Setiap tahun, tanggal 21 Juni kita memperingati hari wafat alias haul Bung Karno. Sosok Bung Karno menjadi istimewa di hati masyarakat Indoenesia bukan hanya karena dia merupakan Bapak Revolusi dan presiden pertama Republik Indonesia.
Namun juga karena dia merupakan sosok penting di balik lahirnya Pancasila. Ia adalah penggali Pancasila. Ia memilih istilah “penggali” ketimbang “pencipta” Pancasila. Tersebab, menurutnya prinsip-prinsip Pancasila itu sudah ada dalam kebudayaan Nusantara, bahkan dunia.
Tahun ini, peringatan haul Bung Karno menginjak angka ke 53 tahun. Separuh abad lebih Bapak Revolusi itu meninggalkan alam fana. Namun, warisan pemikirannya masih abadi hingga kini. Belakangan, buku-buku yang ditulis Bunf Karno dan buku-buju tentang pemikirannya banyak dicetak dan dibaca publik luas.
Animo masyarakat untuk menggali pemikirannya tampaknya mulai meningkat. Seiring dengan tumbuhnya kesadaran bahwa konsepsi Bung Karno tentang kebangsaan, keindonesiaan, dan keislaman sangatlah revelan dengan kondisi sekarang.
Tahun Politik dan Potensi Perpecahan Bangsa
Peringatan haul Bung Karno tahun ini dirasa istimewa lantaran bertepatan dengan tahun politik jelang pesta demokrasi 2024. Galibnya tahun politik, kondisi masyarakat kita tentu diwarnai oleh beragam kontroversi dan polemik. Kontestasi politik yang sengit memang kerap menimbulkan riak-riak dalam relasi sosial-kebangsaan.
Terlebih dalam beberapa tahun belakangan, panggung politik kita diwarnai oleh praktik politik identitas dan politisasi agama yang bertendensi memecah-belah bangsa. Residu politisasi agama dan politik identitas itu antara lain mewujud pada kian runcingnya polarisasi di tengah masyarakat. Publik ini terpecah ke dalam dua kelompok besar akibat perbedaan afiliasi politik.
Di tengah situasi kebangsaan yang demikian ini, haul Bung Karno hendaknya direfleksikan secara nyata ke dalam upaya membumikan Pancasila sebagai salah satu warisan pemikiran terbesarnya. Di tahun politik ini, Pancasila lebih spesifik lagi etika Pancasila tentang politik dan demokrasi sangat relevan untuk diimplementasikan.

####################

> _RANGKAIAN LATIHAN_
1 - Kembalikan salinan persis dari teks tentang haul Bung Karno, dimulai pada kata-kata yang memuat "Namun juga karena" dan berhenti setelah "dibaca publik luas.".
2 - Alihbahasakan kalimat dari teks tentang haul Bung Karno ini ke dalam bahasa Inggris: "Namun, warisan pemikirannya masih abadi hingga kini."

####################

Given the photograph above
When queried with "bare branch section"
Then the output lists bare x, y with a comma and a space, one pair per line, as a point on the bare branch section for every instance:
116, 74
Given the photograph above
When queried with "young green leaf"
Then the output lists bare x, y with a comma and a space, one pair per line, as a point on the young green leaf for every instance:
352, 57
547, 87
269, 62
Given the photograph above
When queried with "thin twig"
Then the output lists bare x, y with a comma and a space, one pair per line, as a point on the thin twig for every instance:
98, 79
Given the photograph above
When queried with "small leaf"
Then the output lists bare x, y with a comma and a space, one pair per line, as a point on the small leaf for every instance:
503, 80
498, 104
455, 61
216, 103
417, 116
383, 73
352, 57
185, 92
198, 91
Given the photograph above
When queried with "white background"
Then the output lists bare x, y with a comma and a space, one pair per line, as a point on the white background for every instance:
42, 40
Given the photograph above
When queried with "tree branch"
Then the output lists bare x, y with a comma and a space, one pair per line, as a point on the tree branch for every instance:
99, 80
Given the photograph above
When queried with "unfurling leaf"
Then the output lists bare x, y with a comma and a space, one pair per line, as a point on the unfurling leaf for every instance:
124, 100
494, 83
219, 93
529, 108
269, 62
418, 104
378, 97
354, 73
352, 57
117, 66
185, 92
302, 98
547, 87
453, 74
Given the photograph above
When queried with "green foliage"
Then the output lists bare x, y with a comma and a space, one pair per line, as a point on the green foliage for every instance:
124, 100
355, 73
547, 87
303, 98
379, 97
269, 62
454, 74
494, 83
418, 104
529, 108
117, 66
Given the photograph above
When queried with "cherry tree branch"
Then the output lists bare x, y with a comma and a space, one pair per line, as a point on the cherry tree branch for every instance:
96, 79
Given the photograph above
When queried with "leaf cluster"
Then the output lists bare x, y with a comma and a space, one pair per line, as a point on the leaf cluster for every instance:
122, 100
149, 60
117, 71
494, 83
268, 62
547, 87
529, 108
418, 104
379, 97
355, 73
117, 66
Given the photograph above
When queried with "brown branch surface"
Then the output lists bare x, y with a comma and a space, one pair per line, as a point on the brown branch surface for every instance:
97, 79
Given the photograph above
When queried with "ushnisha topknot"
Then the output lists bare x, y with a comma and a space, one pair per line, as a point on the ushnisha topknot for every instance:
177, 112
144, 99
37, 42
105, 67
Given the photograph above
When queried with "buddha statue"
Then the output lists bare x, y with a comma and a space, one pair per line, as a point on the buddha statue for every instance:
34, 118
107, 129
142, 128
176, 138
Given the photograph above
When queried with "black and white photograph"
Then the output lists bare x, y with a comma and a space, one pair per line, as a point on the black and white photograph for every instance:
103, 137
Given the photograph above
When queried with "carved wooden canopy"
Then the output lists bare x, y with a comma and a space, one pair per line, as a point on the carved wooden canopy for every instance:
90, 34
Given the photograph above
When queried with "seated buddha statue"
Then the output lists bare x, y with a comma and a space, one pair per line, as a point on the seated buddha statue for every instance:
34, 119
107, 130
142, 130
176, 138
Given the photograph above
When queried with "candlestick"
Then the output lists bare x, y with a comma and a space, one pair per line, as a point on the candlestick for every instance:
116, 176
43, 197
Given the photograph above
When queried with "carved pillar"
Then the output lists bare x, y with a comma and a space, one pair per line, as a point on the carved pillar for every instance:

####################

> _JAWABAN PER TUGAS_
1 -
Namun juga karena dia merupakan sosok penting di balik lahirnya Pancasila. Ia adalah penggali Pancasila. Ia memilih istilah “penggali” ketimbang “pencipta” Pancasila. Tersebab, menurutnya prinsip-prinsip Pancasila itu sudah ada dalam kebudayaan Nusantara, bahkan dunia.
Tahun ini, peringatan haul Bung Karno menginjak angka ke 53 tahun. Separuh abad lebih Bapak Revolusi itu meninggalkan alam fana. Namun, warisan pemikirannya masih abadi hingga kini. Belakangan, buku-buku yang ditulis Bunf Karno dan buku-buju tentang pemikirannya banyak dicetak dan dibaca publik luas.

2 - However, his intellectual legacy endures to this day.